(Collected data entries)
>>>>>

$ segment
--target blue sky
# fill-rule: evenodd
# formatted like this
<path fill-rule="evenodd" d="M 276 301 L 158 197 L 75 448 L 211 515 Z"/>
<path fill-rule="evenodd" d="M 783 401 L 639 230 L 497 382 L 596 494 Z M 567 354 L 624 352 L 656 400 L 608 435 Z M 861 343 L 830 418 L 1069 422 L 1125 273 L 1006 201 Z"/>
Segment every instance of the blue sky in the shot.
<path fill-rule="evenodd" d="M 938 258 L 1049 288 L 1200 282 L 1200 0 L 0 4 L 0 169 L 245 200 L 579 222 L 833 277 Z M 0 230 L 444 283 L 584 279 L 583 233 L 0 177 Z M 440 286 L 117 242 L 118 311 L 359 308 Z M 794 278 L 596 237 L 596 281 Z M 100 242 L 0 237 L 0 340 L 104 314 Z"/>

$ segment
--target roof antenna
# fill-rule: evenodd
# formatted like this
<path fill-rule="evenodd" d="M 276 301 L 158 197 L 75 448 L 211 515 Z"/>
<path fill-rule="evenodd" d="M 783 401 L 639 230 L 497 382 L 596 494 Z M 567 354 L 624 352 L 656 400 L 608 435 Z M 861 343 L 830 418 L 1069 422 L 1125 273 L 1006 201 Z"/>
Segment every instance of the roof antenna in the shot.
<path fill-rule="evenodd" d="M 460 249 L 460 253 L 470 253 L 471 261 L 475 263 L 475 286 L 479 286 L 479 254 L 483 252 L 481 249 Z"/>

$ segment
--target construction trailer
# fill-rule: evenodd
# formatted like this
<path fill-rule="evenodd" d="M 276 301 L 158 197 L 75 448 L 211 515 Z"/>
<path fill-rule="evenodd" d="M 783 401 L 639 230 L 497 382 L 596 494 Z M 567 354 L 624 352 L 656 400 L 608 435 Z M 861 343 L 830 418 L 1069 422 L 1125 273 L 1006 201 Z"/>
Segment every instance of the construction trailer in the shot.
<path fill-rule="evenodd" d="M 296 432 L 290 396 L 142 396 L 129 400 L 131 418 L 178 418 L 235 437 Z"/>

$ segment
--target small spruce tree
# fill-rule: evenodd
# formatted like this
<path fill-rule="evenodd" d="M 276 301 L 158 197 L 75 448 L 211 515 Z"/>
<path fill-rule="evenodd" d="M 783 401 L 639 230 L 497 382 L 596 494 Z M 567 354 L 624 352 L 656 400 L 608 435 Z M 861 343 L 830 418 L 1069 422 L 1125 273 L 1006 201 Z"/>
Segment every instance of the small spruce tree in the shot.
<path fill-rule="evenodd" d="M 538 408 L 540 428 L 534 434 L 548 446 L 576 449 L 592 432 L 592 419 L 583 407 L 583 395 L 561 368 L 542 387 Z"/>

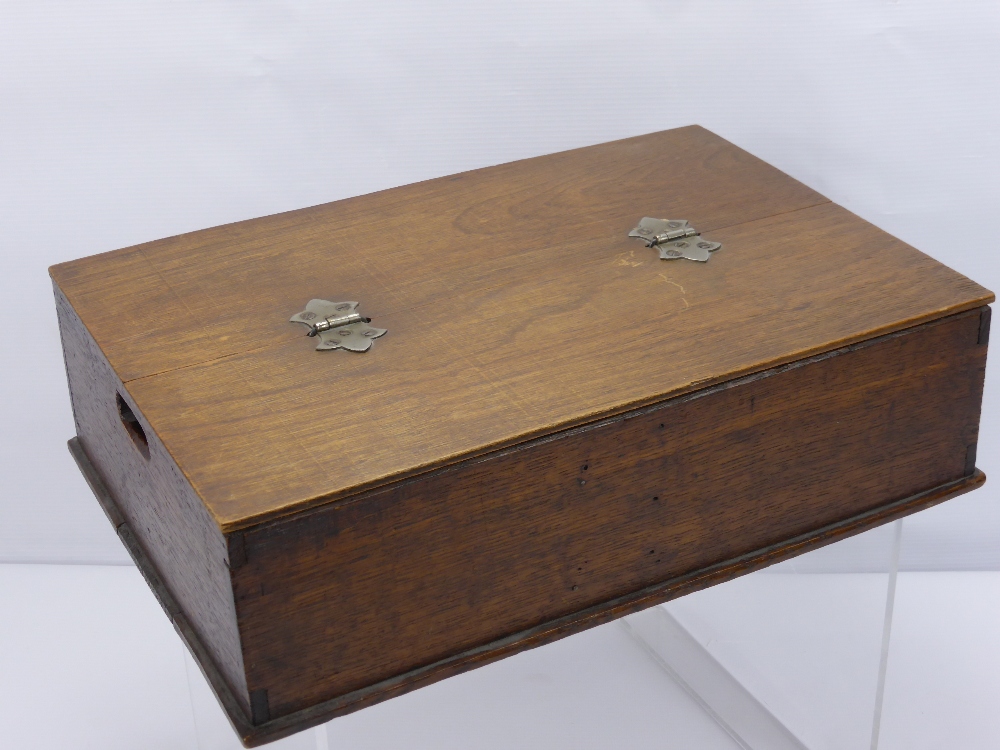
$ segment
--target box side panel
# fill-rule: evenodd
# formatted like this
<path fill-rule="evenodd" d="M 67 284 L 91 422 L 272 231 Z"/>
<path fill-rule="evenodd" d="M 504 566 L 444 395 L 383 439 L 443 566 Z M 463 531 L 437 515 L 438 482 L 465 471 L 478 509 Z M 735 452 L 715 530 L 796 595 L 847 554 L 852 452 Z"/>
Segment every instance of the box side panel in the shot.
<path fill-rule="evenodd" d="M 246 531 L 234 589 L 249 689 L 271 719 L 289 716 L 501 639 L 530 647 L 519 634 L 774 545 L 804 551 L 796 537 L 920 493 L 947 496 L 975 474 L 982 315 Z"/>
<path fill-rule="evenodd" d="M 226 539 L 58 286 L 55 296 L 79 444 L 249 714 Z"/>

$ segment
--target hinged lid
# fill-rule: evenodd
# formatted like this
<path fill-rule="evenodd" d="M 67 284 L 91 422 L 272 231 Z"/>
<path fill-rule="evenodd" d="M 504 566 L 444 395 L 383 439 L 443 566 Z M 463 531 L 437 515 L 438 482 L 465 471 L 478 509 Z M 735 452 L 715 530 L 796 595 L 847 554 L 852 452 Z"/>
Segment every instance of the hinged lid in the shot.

<<<<<

[Task objective] Exactly the lines from the one with "--target box side panel" through the final line of the entries are to be returned, both ends included.

[Task answer]
--target box side panel
# fill-rule: evenodd
# formatted like this
<path fill-rule="evenodd" d="M 67 284 L 91 422 L 272 231 Z"/>
<path fill-rule="evenodd" d="M 504 566 L 444 395 L 383 439 L 443 566 Z M 463 531 L 437 515 L 438 482 L 465 471 L 478 509 Z M 735 452 L 715 530 L 796 595 L 847 554 L 852 452 Z"/>
Segment every instance of the box side panel in the shot.
<path fill-rule="evenodd" d="M 246 531 L 234 589 L 249 689 L 271 719 L 289 716 L 501 639 L 530 647 L 519 634 L 774 545 L 804 551 L 796 537 L 920 493 L 947 496 L 975 474 L 982 315 Z"/>
<path fill-rule="evenodd" d="M 226 539 L 58 286 L 55 296 L 79 444 L 249 714 Z"/>

$ segment
--target hinged lid
# fill-rule: evenodd
# formatted like this
<path fill-rule="evenodd" d="M 67 284 L 91 422 L 272 231 Z"/>
<path fill-rule="evenodd" d="M 504 566 L 444 395 L 383 439 L 443 566 Z M 463 531 L 437 515 L 438 482 L 465 471 L 478 509 Z M 735 452 L 715 530 L 796 595 L 847 554 L 852 452 Z"/>
Segment every instance of the hinged lid in the shot.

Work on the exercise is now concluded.